Prompt
Exactly as they appear, copy the lines from the start of the entries below to the line containing "Task: point to each instance of the black head", both ends included.

Supplied material

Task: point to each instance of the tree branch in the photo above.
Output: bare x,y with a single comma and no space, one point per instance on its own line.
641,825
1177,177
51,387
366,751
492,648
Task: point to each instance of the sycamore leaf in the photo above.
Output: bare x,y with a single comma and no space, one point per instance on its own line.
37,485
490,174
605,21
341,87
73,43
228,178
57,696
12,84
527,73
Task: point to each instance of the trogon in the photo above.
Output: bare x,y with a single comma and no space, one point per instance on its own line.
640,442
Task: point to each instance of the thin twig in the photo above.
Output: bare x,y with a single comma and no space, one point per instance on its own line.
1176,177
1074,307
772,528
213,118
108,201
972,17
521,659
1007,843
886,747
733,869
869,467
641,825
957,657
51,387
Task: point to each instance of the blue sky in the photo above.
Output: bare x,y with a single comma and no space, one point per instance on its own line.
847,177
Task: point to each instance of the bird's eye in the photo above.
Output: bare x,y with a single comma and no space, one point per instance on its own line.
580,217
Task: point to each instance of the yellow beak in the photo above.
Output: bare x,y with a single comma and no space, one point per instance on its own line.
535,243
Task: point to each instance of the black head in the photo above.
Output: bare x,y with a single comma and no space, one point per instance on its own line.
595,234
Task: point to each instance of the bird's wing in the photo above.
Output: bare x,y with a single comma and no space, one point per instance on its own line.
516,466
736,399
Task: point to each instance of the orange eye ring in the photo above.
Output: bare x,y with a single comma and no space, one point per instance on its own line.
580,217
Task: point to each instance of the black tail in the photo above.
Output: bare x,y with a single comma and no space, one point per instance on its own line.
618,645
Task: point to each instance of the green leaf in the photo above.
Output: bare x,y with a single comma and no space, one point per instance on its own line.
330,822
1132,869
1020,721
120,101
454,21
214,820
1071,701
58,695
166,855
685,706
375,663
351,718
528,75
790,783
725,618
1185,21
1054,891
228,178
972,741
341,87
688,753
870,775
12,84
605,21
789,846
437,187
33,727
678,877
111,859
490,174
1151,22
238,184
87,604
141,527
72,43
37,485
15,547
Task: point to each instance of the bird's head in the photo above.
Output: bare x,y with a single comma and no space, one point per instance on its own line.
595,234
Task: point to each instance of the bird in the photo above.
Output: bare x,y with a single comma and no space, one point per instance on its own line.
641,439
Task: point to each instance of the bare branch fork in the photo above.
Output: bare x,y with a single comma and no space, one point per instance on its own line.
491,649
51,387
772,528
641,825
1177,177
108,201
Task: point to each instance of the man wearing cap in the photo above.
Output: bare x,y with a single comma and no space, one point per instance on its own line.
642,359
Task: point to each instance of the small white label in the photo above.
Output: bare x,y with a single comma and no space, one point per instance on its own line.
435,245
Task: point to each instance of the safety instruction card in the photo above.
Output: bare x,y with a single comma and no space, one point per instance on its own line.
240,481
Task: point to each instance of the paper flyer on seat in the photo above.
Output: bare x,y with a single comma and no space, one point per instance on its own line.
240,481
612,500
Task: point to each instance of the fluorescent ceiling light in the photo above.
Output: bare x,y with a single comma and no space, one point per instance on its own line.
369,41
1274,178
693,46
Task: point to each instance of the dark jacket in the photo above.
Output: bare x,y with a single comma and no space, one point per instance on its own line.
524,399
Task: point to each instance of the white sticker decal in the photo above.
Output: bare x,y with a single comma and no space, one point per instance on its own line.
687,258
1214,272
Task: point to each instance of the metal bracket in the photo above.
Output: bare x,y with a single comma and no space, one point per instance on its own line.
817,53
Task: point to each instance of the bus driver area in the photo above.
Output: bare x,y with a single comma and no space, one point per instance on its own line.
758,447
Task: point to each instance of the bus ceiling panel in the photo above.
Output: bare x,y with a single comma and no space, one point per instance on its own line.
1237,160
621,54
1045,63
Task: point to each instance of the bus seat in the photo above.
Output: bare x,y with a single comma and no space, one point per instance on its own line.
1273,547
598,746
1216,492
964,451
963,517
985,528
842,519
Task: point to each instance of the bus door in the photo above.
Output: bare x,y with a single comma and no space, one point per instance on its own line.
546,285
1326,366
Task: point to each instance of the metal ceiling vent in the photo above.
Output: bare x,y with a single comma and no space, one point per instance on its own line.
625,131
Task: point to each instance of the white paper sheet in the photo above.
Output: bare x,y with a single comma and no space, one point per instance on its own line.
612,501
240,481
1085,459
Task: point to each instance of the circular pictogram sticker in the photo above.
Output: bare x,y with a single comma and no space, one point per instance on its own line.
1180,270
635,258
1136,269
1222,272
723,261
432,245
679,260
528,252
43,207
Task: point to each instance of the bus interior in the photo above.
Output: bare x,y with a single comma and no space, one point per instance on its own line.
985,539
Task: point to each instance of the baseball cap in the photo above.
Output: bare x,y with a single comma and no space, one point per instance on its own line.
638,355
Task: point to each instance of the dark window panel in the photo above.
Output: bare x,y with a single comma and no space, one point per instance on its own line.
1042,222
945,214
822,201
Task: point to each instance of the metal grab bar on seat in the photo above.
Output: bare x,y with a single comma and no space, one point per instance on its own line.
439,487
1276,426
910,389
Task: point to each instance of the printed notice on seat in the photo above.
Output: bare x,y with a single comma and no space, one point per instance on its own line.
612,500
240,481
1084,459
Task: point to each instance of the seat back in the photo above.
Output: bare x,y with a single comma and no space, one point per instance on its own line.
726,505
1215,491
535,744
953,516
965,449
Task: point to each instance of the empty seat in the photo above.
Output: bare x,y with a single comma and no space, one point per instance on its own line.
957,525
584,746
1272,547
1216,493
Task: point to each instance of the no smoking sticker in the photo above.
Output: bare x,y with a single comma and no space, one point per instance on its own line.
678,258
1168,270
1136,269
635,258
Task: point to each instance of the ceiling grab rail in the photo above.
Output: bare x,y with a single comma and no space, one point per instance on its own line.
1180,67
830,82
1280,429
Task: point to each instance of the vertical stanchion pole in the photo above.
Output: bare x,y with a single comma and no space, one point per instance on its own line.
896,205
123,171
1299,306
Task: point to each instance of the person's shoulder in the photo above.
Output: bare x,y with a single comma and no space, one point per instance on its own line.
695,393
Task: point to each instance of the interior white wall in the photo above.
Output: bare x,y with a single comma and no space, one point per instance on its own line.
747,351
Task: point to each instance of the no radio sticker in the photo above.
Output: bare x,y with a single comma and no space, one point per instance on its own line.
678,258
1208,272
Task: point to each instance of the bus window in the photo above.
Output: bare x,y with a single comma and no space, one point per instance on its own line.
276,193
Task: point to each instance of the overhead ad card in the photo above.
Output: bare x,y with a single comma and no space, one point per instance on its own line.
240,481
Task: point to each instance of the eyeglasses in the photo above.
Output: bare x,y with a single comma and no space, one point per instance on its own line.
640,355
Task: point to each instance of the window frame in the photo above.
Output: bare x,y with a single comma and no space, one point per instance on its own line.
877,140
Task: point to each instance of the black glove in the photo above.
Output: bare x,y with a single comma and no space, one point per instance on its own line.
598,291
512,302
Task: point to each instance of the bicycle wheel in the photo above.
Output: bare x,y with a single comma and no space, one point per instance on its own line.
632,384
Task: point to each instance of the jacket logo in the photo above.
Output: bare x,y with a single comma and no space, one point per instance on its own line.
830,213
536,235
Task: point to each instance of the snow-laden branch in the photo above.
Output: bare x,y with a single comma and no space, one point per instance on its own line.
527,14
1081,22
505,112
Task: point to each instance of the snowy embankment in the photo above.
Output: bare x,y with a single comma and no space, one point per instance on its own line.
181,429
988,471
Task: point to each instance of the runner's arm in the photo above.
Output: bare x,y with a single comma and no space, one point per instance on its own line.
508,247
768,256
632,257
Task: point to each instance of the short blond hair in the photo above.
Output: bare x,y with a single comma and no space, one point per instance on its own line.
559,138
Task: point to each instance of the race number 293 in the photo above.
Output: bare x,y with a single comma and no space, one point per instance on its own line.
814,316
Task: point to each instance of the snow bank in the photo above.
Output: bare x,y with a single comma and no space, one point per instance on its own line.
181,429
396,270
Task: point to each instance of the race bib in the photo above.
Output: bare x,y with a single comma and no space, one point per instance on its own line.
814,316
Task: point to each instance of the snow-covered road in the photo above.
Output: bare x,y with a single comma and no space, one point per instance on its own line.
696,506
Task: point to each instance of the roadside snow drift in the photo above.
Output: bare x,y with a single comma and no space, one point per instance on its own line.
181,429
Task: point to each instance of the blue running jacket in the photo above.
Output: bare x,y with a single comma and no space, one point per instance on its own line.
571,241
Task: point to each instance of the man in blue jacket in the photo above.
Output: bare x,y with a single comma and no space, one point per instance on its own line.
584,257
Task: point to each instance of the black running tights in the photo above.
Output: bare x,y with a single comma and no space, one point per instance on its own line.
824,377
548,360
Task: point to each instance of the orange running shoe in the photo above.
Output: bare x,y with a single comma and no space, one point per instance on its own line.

Response
Task: point to each instance of the tree branch in the photo above.
Output: bare x,y with a single comma and no space, one point per instance on its own line.
641,825
1177,177
51,387
366,751
492,648
Task: point to each instance of the sycamore leaf in the photo above.
Output: bare x,y with a single comma and no space, one point per instance on its own line.
37,485
490,174
605,21
341,87
73,43
228,178
57,696
12,84
527,73
Task: point to each instance of the trogon in the photo above.
Output: bare x,y with a single comma and no space, one point per instance on its own line.
640,442
Task: point to each instance of the thin twig in the photo above.
Output: bare x,y with a single comma and no space, one point per instance on its own line.
1176,177
1074,307
772,528
213,118
108,201
972,17
521,659
1007,843
886,747
733,869
869,467
641,825
957,657
51,387
Task: point to each instance of the blue sky in the photo above.
Output: bare x,y with a single comma and no space, one point per instance on its own line.
847,177
Task: point to each instance of the bird's eye in the photo above.
Output: bare x,y with a single comma and no space, one point per instance on its own line.
580,217
Task: point to each instance of the yellow beak in the photo above.
Output: bare x,y with a single comma and no space, one point per instance on its own line.
535,243
Task: point to each instance of the black head in the photo above.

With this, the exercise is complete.